Task instructions:
**1)** Answer these questions using the parenting text below.
(a) What does the text say parents are bombarded with?
(b) What does the text say is taken to a new level in the era of information overload?
(c) According to the text, what does good parenting mean?
**2)** Reproduce the parenting text below word for word, starting at "As parents, we" and ending at "getting it ‘right’.".
**3)** Write what follows the final sentence of the parenting text below, continuing it.

Exercise text:

◆ ◆ ◆

Sometimes Getting it Wrong is Getting It Right

As parents, we are bombarded with information  telling us how to do things right, or all the things we are doing wrong. In the era of information overload, parenting guilt and worry are taken to a new level.

But there is a simple truth in parenting that is so powerful, it is often forgotten:

Good parenting means you get it WRONG at times so you can make a repair. You acknowledge what happened and  honor your child’s experience. This is more powerful and helpful than always getting it ‘right’.

◆ ◆ ◆

(Records from a collection)
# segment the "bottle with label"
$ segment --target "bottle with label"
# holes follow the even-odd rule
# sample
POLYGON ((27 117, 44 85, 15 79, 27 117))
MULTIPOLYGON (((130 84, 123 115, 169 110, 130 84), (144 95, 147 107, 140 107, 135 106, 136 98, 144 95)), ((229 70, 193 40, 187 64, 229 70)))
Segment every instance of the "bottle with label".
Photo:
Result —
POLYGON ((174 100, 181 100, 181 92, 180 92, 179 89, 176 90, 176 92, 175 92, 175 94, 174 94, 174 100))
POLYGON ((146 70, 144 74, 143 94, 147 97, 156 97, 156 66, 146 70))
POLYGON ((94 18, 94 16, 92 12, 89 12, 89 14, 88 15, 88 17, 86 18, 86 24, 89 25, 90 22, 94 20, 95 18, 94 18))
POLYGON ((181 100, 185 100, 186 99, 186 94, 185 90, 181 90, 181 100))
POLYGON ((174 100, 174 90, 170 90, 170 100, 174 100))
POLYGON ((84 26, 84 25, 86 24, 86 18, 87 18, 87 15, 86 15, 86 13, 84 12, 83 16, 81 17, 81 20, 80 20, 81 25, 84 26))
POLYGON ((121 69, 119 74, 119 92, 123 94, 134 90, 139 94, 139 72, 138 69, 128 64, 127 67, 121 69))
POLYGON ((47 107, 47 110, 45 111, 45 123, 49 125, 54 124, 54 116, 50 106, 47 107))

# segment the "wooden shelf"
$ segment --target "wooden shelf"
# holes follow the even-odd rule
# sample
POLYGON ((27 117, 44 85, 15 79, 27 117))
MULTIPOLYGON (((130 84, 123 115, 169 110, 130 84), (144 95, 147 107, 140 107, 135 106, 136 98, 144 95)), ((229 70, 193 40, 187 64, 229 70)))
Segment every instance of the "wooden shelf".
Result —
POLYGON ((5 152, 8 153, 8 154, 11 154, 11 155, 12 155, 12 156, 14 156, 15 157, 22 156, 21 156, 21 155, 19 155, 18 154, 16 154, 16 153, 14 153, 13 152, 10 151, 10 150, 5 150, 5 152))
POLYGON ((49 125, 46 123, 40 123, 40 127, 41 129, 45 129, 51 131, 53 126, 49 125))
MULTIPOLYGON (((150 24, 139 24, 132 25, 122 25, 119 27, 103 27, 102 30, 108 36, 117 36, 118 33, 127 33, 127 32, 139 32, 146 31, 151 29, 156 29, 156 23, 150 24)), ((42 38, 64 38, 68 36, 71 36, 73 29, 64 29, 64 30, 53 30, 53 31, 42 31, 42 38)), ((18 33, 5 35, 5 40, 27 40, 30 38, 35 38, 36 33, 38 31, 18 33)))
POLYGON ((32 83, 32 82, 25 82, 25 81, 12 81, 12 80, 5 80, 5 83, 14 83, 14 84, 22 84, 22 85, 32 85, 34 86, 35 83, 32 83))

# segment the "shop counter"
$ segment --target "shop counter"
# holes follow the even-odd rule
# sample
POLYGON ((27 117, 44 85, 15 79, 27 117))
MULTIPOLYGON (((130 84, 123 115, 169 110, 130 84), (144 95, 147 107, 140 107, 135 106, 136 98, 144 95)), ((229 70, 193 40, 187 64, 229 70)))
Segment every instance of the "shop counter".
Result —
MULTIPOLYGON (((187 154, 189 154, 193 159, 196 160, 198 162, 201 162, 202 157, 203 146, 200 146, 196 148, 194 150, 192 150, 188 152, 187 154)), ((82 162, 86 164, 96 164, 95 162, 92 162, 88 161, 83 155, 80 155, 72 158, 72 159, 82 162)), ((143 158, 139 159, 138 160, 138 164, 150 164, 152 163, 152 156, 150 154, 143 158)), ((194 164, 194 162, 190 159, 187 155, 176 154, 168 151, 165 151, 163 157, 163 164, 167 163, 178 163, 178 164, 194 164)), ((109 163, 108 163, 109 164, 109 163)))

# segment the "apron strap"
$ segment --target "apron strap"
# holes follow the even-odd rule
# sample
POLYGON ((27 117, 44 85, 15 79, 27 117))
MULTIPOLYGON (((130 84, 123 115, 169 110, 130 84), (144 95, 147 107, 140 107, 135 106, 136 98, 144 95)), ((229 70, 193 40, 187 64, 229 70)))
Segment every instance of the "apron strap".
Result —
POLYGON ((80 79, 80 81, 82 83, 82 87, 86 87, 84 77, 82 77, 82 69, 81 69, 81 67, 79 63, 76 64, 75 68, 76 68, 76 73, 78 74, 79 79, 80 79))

◆ ◆ ◆

Answers to the exercise:
**1)**
(a) Information telling them how to do things right, or all the things they are doing wrong.
(b) Parenting guilt and worry.
(c) It means getting it wrong at times so a repair can be made.

**2)**
As parents, we are bombarded with information  telling us how to do things right, or all the things we are doing wrong. In the era of information overload, parenting guilt and worry are taken to a new level.

But there is a simple truth in parenting that is so powerful, it is often forgotten:

Good parenting means you get it WRONG at times so you can make a repair. You acknowledge what happened and  honor your child’s experience. This is more powerful and helpful than always getting it ‘right’.

**3)**
When you notice yourself feeling guilty or bad about snapping at your kid, remember that this is a POWERFUL moment to acknowledge how you feel and how you behaved is not ok. And then you make amends. This skill will help your child in every aspect of his/her life and strengthen your relationship. So take a deep breath, and show your child that it is ok to not be perfect, to make mistakes and make amends.  This is has more impact in teaching your child how to navigate life when he/she loses it. It demonstrates how to be accountable, how to acknowledge someone else’s experience without it defining oneself (i.e, if they feel bad that means I am bad), and how to use the important emotion of guilt that will make a relationship stronger. Parenting is tough. Hopefully knowing that it is beneficial to mess up (and make a repair) can hopefully make it a little easier.